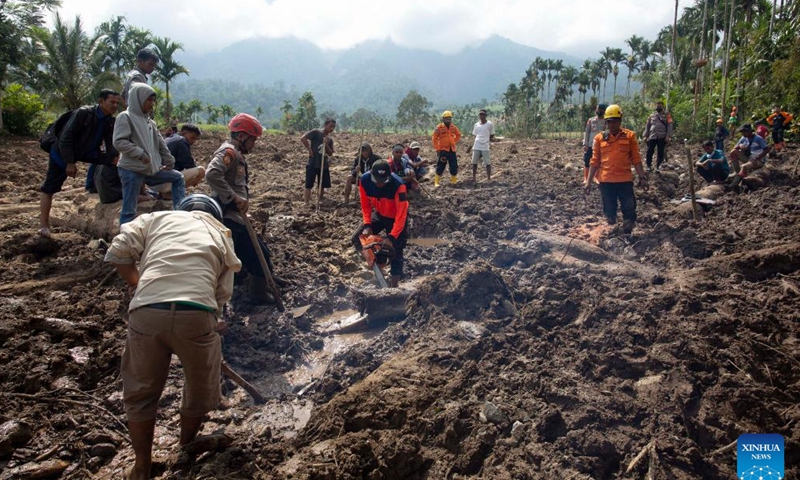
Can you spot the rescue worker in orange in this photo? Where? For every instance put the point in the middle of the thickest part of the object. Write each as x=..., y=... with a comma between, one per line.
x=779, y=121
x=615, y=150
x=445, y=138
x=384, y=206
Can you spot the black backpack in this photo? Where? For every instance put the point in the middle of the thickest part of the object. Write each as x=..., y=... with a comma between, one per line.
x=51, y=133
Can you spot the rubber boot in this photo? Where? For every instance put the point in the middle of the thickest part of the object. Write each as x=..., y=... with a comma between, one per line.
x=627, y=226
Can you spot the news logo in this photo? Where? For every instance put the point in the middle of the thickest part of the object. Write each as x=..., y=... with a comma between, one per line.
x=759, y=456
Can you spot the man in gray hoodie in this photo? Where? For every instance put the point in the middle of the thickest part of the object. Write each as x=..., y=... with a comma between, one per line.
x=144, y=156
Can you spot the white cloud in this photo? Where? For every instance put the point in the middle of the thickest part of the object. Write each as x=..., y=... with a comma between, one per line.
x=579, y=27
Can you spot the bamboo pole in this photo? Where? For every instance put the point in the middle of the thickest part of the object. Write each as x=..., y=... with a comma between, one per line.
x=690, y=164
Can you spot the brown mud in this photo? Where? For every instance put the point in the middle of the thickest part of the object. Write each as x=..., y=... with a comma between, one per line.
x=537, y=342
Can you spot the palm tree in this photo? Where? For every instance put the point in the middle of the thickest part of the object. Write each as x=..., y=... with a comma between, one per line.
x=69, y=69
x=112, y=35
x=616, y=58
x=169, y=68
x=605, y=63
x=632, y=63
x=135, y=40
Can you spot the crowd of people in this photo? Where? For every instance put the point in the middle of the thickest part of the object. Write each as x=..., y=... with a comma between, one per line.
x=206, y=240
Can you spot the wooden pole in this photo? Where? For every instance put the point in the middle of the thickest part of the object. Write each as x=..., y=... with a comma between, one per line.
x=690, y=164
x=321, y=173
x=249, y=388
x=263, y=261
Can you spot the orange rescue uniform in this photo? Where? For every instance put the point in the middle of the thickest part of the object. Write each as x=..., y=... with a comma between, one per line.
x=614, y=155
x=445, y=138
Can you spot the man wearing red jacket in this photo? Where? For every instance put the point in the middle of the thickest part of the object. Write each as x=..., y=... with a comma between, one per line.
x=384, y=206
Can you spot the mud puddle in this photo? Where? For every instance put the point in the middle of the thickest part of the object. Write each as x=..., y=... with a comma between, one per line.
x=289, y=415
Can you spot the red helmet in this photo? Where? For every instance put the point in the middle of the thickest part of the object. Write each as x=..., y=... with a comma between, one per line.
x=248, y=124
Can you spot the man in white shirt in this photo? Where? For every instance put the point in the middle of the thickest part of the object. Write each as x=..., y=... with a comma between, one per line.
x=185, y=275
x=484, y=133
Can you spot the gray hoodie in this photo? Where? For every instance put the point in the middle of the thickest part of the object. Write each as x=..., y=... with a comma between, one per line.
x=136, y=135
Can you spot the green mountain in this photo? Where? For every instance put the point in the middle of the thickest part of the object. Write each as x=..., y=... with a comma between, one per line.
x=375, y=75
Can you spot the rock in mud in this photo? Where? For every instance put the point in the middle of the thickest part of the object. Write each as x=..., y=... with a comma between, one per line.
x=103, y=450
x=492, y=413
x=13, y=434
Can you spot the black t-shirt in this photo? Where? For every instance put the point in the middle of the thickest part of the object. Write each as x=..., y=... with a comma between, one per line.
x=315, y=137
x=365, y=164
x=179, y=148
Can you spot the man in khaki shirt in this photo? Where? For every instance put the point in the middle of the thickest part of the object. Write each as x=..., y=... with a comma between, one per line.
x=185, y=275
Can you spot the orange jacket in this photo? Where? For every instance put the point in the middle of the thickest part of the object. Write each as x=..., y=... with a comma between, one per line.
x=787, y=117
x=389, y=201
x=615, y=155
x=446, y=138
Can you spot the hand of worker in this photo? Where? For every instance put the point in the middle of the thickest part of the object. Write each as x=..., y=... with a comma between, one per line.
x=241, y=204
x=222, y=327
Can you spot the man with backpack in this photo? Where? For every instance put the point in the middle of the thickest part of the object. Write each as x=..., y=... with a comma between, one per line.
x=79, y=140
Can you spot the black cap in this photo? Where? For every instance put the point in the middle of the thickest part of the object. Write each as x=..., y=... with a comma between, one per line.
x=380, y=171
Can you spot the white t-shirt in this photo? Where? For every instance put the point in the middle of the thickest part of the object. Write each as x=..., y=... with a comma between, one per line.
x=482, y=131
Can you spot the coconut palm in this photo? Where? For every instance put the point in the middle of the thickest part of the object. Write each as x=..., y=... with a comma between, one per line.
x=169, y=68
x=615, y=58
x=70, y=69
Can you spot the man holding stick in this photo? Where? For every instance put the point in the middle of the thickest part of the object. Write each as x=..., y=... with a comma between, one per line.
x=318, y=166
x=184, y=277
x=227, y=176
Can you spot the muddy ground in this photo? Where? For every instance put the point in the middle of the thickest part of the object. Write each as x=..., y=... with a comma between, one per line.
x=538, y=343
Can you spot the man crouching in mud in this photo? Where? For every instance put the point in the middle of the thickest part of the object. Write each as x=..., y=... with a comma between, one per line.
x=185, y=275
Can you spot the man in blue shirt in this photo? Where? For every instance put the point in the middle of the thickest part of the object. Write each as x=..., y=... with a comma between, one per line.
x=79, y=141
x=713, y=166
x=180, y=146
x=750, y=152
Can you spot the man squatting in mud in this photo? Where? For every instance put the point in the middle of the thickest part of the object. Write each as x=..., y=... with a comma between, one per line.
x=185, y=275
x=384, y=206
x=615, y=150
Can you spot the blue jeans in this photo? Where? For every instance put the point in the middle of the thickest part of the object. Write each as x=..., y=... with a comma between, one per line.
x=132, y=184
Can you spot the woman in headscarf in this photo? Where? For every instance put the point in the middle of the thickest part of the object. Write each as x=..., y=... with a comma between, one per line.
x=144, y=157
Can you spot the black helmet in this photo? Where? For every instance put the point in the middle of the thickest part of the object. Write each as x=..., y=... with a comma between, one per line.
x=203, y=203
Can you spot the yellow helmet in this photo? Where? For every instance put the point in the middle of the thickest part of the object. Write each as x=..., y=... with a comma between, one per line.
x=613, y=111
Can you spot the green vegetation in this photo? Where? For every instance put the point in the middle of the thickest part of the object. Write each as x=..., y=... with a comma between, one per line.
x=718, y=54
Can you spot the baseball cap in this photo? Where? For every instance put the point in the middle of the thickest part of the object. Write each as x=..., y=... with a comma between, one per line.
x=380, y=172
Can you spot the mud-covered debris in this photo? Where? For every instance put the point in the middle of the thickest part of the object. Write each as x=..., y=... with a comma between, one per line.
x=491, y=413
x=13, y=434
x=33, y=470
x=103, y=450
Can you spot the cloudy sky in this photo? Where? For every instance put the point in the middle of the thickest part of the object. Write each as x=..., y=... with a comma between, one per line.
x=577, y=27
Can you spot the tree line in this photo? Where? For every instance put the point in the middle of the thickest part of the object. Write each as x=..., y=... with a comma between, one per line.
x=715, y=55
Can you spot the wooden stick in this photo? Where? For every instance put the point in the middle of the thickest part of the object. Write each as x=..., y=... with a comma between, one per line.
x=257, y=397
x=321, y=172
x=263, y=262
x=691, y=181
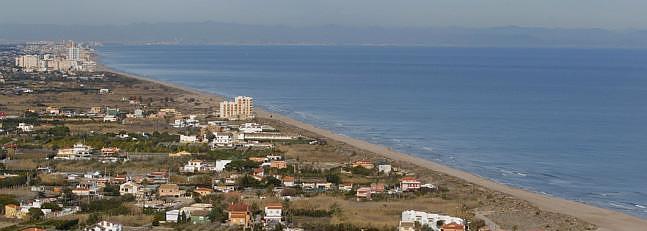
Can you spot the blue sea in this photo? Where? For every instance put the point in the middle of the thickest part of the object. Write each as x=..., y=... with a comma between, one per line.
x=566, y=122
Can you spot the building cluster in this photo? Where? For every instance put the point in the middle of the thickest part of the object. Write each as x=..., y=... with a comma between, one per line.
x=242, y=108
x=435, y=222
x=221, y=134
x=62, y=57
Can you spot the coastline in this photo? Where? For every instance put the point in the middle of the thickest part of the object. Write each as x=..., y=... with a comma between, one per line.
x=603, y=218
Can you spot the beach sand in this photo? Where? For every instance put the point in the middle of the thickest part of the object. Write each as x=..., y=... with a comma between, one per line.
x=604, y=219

· · · · ·

Rescale the entries starting at the line that contains "Can you spot the blue jeans" and ending at the line that contains "x=203, y=203". Repeat every line in that span, requests included, and multiply only the coordinates in the answers by 1.3, rounding each to a whole number with halves rounded up.

• **Written reply**
Can you spot the blue jeans in this photo? Where? For every instance put the point in the middle of the thickest part of the object. Write each as x=..., y=... with a comma between, one per line.
x=172, y=239
Can you spot the woman in headscarf in this photo? Where? For every instance put the point in the middle of the thickest part of the object. Write each as x=..., y=... with a comma between, one per line.
x=187, y=204
Can you spot the black helmet in this photo? Where? For every instance put the point in the middle of the thickest part of the object. Write each as x=..., y=... with a comma between, one per line.
x=264, y=264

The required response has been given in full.